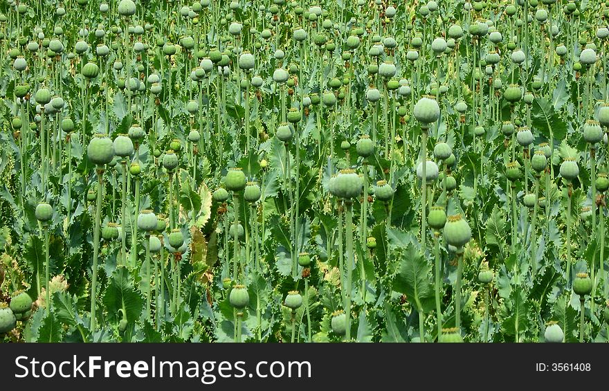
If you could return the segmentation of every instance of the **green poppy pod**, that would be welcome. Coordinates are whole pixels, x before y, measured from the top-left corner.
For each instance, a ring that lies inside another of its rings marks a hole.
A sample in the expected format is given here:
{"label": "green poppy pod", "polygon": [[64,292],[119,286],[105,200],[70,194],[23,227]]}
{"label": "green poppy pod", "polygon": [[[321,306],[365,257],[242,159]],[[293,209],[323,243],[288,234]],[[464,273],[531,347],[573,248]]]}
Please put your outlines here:
{"label": "green poppy pod", "polygon": [[586,143],[596,144],[603,140],[604,132],[598,121],[588,120],[583,125],[583,139]]}
{"label": "green poppy pod", "polygon": [[251,80],[252,86],[255,88],[260,88],[264,83],[264,80],[260,76],[254,76]]}
{"label": "green poppy pod", "polygon": [[327,107],[332,107],[336,104],[336,96],[331,92],[326,92],[322,97],[322,102]]}
{"label": "green poppy pod", "polygon": [[277,127],[275,135],[280,140],[284,143],[289,143],[294,136],[294,130],[290,124],[282,123]]}
{"label": "green poppy pod", "polygon": [[87,154],[93,164],[104,165],[114,158],[114,145],[107,136],[97,133],[89,143]]}
{"label": "green poppy pod", "polygon": [[244,190],[247,184],[245,174],[239,167],[234,167],[228,170],[225,179],[226,189],[231,192],[240,192]]}
{"label": "green poppy pod", "polygon": [[224,202],[228,199],[228,192],[224,188],[218,188],[212,194],[212,199],[216,202]]}
{"label": "green poppy pod", "polygon": [[273,81],[275,83],[284,83],[289,78],[287,71],[282,68],[278,68],[273,72]]}
{"label": "green poppy pod", "polygon": [[230,305],[237,309],[246,307],[250,302],[250,295],[245,285],[237,284],[233,287],[228,295],[228,301]]}
{"label": "green poppy pod", "polygon": [[510,103],[518,102],[522,98],[522,91],[520,87],[511,84],[503,91],[503,98]]}
{"label": "green poppy pod", "polygon": [[494,275],[493,271],[485,269],[478,272],[478,281],[480,284],[490,284],[493,282]]}
{"label": "green poppy pod", "polygon": [[549,322],[543,334],[546,343],[561,343],[565,340],[565,333],[556,322]]}
{"label": "green poppy pod", "polygon": [[177,250],[184,244],[184,235],[179,228],[174,228],[169,234],[169,245]]}
{"label": "green poppy pod", "polygon": [[332,313],[330,325],[332,331],[338,336],[343,336],[347,332],[347,316],[342,309]]}
{"label": "green poppy pod", "polygon": [[442,329],[439,342],[442,343],[460,343],[463,342],[463,337],[461,336],[457,327]]}
{"label": "green poppy pod", "polygon": [[139,141],[144,138],[144,129],[138,124],[134,124],[129,127],[127,136],[134,141]]}
{"label": "green poppy pod", "polygon": [[140,230],[152,232],[156,229],[157,218],[154,212],[144,210],[138,215],[138,228]]}
{"label": "green poppy pod", "polygon": [[534,138],[533,132],[528,127],[521,127],[516,134],[516,140],[518,144],[522,147],[527,147],[532,144]]}
{"label": "green poppy pod", "polygon": [[397,42],[393,37],[385,37],[383,39],[383,46],[388,49],[392,49],[397,46]]}
{"label": "green poppy pod", "polygon": [[395,80],[387,82],[387,89],[389,91],[395,91],[399,88],[399,82]]}
{"label": "green poppy pod", "polygon": [[471,239],[471,228],[460,214],[448,216],[444,229],[446,243],[455,247],[463,247]]}
{"label": "green poppy pod", "polygon": [[235,230],[235,224],[231,224],[230,228],[229,229],[229,233],[230,234],[230,237],[232,237],[233,239],[242,239],[245,236],[245,230],[244,230],[243,226],[241,225],[241,224],[237,226],[236,231]]}
{"label": "green poppy pod", "polygon": [[39,89],[38,91],[36,91],[34,98],[36,100],[37,103],[46,104],[51,102],[51,91],[46,88]]}
{"label": "green poppy pod", "polygon": [[173,171],[178,167],[179,161],[172,149],[170,149],[163,156],[163,167],[167,171]]}
{"label": "green poppy pod", "polygon": [[526,60],[525,52],[520,49],[513,51],[511,53],[511,60],[514,64],[522,64]]}
{"label": "green poppy pod", "polygon": [[359,37],[358,37],[357,35],[349,35],[347,38],[347,41],[345,42],[345,44],[347,46],[347,48],[349,48],[349,50],[354,51],[359,47]]}
{"label": "green poppy pod", "polygon": [[193,129],[188,133],[188,141],[196,144],[199,143],[199,140],[201,140],[201,134],[198,130]]}
{"label": "green poppy pod", "polygon": [[149,248],[150,252],[152,253],[158,253],[161,251],[161,248],[163,246],[161,243],[161,239],[158,236],[151,235],[150,237],[148,239],[148,248]]}
{"label": "green poppy pod", "polygon": [[379,75],[385,79],[393,78],[395,75],[395,65],[390,62],[385,62],[379,66]]}
{"label": "green poppy pod", "polygon": [[150,92],[154,93],[154,95],[158,95],[161,93],[161,91],[163,90],[163,87],[158,83],[154,83],[152,86],[150,86]]}
{"label": "green poppy pod", "polygon": [[436,230],[444,228],[446,224],[446,213],[444,211],[444,207],[437,205],[432,206],[429,210],[429,215],[427,217],[427,223],[430,227]]}
{"label": "green poppy pod", "polygon": [[592,65],[597,62],[597,52],[594,49],[583,49],[579,53],[579,62],[584,65]]}
{"label": "green poppy pod", "polygon": [[167,221],[165,220],[164,215],[156,215],[156,232],[163,232],[165,228],[167,228]]}
{"label": "green poppy pod", "polygon": [[70,133],[74,130],[74,121],[71,118],[64,118],[62,120],[62,130],[66,133]]}
{"label": "green poppy pod", "polygon": [[48,42],[48,48],[56,53],[64,51],[64,44],[59,39],[51,39]]}
{"label": "green poppy pod", "polygon": [[497,45],[503,41],[503,36],[499,31],[493,31],[489,34],[489,40]]}
{"label": "green poppy pod", "polygon": [[547,158],[543,154],[543,151],[536,150],[531,158],[531,166],[538,173],[543,172],[547,167]]}
{"label": "green poppy pod", "polygon": [[[165,55],[173,55],[176,54],[176,46],[173,44],[165,44],[164,45],[163,45],[163,54],[164,54]],[[210,53],[210,55],[211,55],[211,53]],[[221,60],[221,55],[220,55],[220,60]]]}
{"label": "green poppy pod", "polygon": [[89,44],[87,44],[85,41],[80,39],[76,42],[75,45],[74,45],[74,50],[76,51],[77,53],[82,54],[89,50]]}
{"label": "green poppy pod", "polygon": [[113,143],[114,154],[117,156],[125,158],[130,156],[134,152],[133,141],[125,134],[119,134]]}
{"label": "green poppy pod", "polygon": [[12,310],[3,302],[0,302],[0,334],[9,332],[15,329],[17,318]]}
{"label": "green poppy pod", "polygon": [[298,254],[298,264],[302,267],[308,267],[311,265],[311,259],[309,253],[300,253]]}
{"label": "green poppy pod", "polygon": [[298,291],[290,291],[284,300],[284,304],[292,311],[296,311],[302,305],[302,296]]}
{"label": "green poppy pod", "polygon": [[607,177],[607,174],[604,172],[601,172],[597,175],[595,183],[597,185],[597,190],[601,192],[606,192],[607,189],[609,189],[609,178]]}
{"label": "green poppy pod", "polygon": [[262,192],[260,186],[256,182],[248,182],[243,192],[243,199],[246,202],[255,203],[260,199]]}
{"label": "green poppy pod", "polygon": [[568,50],[567,49],[567,46],[565,46],[565,45],[563,45],[562,44],[557,46],[555,51],[556,52],[556,54],[561,57],[564,57],[567,54],[567,52],[568,51]]}
{"label": "green poppy pod", "polygon": [[455,104],[455,111],[460,113],[464,113],[467,111],[467,103],[460,100]]}
{"label": "green poppy pod", "polygon": [[511,181],[518,181],[522,176],[520,164],[518,161],[509,162],[505,165],[505,176]]}
{"label": "green poppy pod", "polygon": [[366,99],[373,103],[378,102],[381,99],[381,91],[376,89],[368,89],[366,91]]}
{"label": "green poppy pod", "polygon": [[32,309],[32,298],[27,292],[17,291],[10,298],[10,308],[14,313],[24,313]]}
{"label": "green poppy pod", "polygon": [[567,158],[561,165],[560,172],[561,176],[567,182],[570,182],[579,175],[579,167],[574,158]]}
{"label": "green poppy pod", "polygon": [[447,192],[451,192],[457,188],[457,180],[452,175],[448,175],[443,179],[442,187],[444,186],[446,186]]}
{"label": "green poppy pod", "polygon": [[597,120],[602,126],[609,127],[609,103],[601,106],[597,113]]}
{"label": "green poppy pod", "polygon": [[305,31],[304,29],[297,28],[294,30],[294,33],[292,35],[292,37],[297,42],[302,42],[303,41],[307,39],[308,35],[309,35],[307,34],[307,31]]}
{"label": "green poppy pod", "polygon": [[529,193],[522,197],[522,204],[527,208],[533,208],[535,206],[536,202],[537,202],[537,197],[534,194]]}
{"label": "green poppy pod", "polygon": [[431,42],[431,50],[436,55],[440,55],[446,50],[446,41],[438,37]]}
{"label": "green poppy pod", "polygon": [[587,273],[578,273],[573,280],[573,291],[580,296],[589,295],[592,290],[592,280]]}
{"label": "green poppy pod", "polygon": [[393,197],[393,188],[386,181],[379,181],[374,187],[374,197],[379,201],[387,202]]}
{"label": "green poppy pod", "polygon": [[415,118],[423,125],[435,122],[440,116],[440,108],[435,99],[423,97],[414,109]]}
{"label": "green poppy pod", "polygon": [[300,111],[296,109],[294,107],[291,107],[287,113],[287,119],[288,121],[291,123],[296,123],[300,121],[302,116],[300,113]]}
{"label": "green poppy pod", "polygon": [[102,239],[110,242],[118,238],[118,228],[114,223],[108,224],[102,228]]}
{"label": "green poppy pod", "polygon": [[48,203],[39,203],[38,205],[36,206],[35,215],[36,216],[36,219],[39,221],[46,223],[46,221],[51,220],[51,217],[53,217],[53,208]]}
{"label": "green poppy pod", "polygon": [[549,158],[552,157],[552,150],[547,143],[542,143],[539,145],[539,150],[543,152],[545,157]]}
{"label": "green poppy pod", "polygon": [[239,56],[239,67],[244,71],[251,71],[255,64],[254,55],[249,52],[244,52]]}
{"label": "green poppy pod", "polygon": [[[435,162],[432,161],[427,161],[426,162],[426,181],[428,183],[430,183],[437,179],[439,173],[438,166]],[[419,177],[420,181],[423,180],[423,162],[419,163],[417,166],[417,176]]]}
{"label": "green poppy pod", "polygon": [[448,37],[458,39],[463,36],[463,28],[458,24],[453,24],[448,28]]}
{"label": "green poppy pod", "polygon": [[357,154],[363,158],[367,158],[374,153],[374,143],[367,134],[363,134],[355,145]]}
{"label": "green poppy pod", "polygon": [[28,67],[28,62],[24,56],[20,55],[15,59],[15,61],[12,62],[12,66],[15,71],[23,72]]}
{"label": "green poppy pod", "polygon": [[334,181],[334,195],[338,198],[350,199],[362,192],[362,180],[354,170],[341,170]]}
{"label": "green poppy pod", "polygon": [[15,87],[15,96],[17,98],[24,98],[30,92],[30,84],[17,84]]}
{"label": "green poppy pod", "polygon": [[199,111],[199,103],[194,100],[189,100],[188,102],[186,103],[186,111],[188,111],[190,114],[196,114]]}
{"label": "green poppy pod", "polygon": [[170,149],[174,152],[179,152],[182,149],[182,143],[177,138],[174,138],[169,143]]}
{"label": "green poppy pod", "polygon": [[10,125],[12,127],[12,129],[15,130],[19,130],[23,126],[23,121],[20,117],[15,117],[11,120]]}
{"label": "green poppy pod", "polygon": [[117,10],[120,16],[130,17],[136,13],[136,3],[132,0],[120,0]]}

—————

## [WHAT YOU SHOULD DO]
Report how many lines of the records above contain the string "that", with case counting. Give only the number.

## [OUTPUT]
2